> Excerpt to read
The Mother Lode: Welcome to the iMac Touch
While most of us were getting ready for the iPad's arrival in January and Patently Apple hard at work preparing our major series called the Tablet Prophecies, a major iMac Touch patent was being quietly published in Europe. And while some of the graphic figures of today's patent did slip out in Europe, we were never able to verify whether they were legitimate or not. Well, today we finally get to post the Mother Lode of all information concerning the iMac Touch and it's absolutely brilliant! Ironically we had just posted a report on Saturday titled "Apple Patents Point to Future MacBooks with IPS & Touch Displays" when we discovered the European Filing. The naysayers will have to eat crow on this one, because Apple's method of transitioning from OS X to iOS is clearly outlined for both the iMac and MacBook – and it's a grand slam home run. Imagine having an iMac on your desktop one minute and a gigantic iPad the next. Imagine playing iGames on this dream machine - Wow! Imagine reading a double-page book on this - Unbelievable! Apple takes the mystery out of how OS X could finally co-exist with iOS on a Mac and you've got to see this one to believe it.
General Overview of the Patent
While touch-based input is well suited to many applications, conventional styles of input, such as a mouse/keyboard input may be preferred in other applications. Therefore it may be desirable for some devices to provide for touch-based input as well as mouse/keyboard input. However, a UI being displayed by the display device during a touch-based input mode might not be suited for use during a mouse/keyboard input mode, and vice versa.
The foregoing could be addressed by providing transitioning between modes of input, for example, transitioning between touch-based input and mouse/keyboard based input, by sensing a change in orientation of a touch screen display. For example, an accelerometer in the display could sense the force of gravity along an axis, and the measured force could be used to determine an angle of the display with respect to the ground (i.e. the plane perpendicular to the direction of the force of gravity). A transition between input modes could be performed when the vertical angle (tilt) of the display crosses a predetermined angle.
In another example, a rotation sensor could be mounted in an adjustable stand of the display. The rotation sensor could measure a rotation position of the stand, such as an angle between the base of the stand and a hinged arm that connects the base and the display. The measured rotation position could be used to determine the orientation of the display.

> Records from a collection
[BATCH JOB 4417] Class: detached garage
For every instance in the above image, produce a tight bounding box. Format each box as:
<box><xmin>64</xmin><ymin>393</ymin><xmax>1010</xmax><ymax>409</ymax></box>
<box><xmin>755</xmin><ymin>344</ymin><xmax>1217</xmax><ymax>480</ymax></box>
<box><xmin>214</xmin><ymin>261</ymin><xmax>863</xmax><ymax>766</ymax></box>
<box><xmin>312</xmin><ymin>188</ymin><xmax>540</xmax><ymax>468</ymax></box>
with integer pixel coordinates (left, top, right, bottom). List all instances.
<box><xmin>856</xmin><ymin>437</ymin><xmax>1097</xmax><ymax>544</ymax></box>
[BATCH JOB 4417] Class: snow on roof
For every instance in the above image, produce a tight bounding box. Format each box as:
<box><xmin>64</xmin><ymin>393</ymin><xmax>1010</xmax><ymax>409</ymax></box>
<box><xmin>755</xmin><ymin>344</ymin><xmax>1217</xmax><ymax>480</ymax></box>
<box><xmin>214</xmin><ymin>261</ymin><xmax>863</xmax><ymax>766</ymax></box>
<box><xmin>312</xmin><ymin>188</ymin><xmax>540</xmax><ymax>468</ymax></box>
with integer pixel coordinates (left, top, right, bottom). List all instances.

> Task requirements
(a) According to the iMac Touch patent article, why may it be desirable for some devices to offer both touch-based input and mouse/keyboard input?
(b) Translate this sentence from the iMac Touch patent article into Spanish: "The rotation sensor could measure a rotation position of the stand, such as an angle between the base of the stand and a hinged arm that connects the base and the display."
(c) Please carry on the iMac Touch patent article from the point where it stops.

> Answers by task
(a) Touch-based input is well suited to many applications, but conventional input such as a mouse and keyboard may be preferred in others. Providing both therefore lets a device serve either kind of application.

(b) El sensor de rotación podría medir una posición de rotación del soporte, como un ángulo entre la base del soporte y un brazo articulado que conecta la base y la pantalla.

(c)
In another example, the display could include touch sensor area located where a user typically grasps the display to change the display's orientation. In this case, detection of touch in these areas could be used in addition to orientation information from one or more other sensors, such as accelerometers, position sensors, etc. to aid in the detection of a change in orientation of the display.
The change in the orientation of the display could be detected, for example, by a processor based on sensor data from the sensor(s). When the processor determines that the orientation of the display has crossed a predetermined threshold, e.g., the orientation of the display has changed from a touch input mode to a keyboard mouse input mode, or vice versa, the processor could activate a transition process.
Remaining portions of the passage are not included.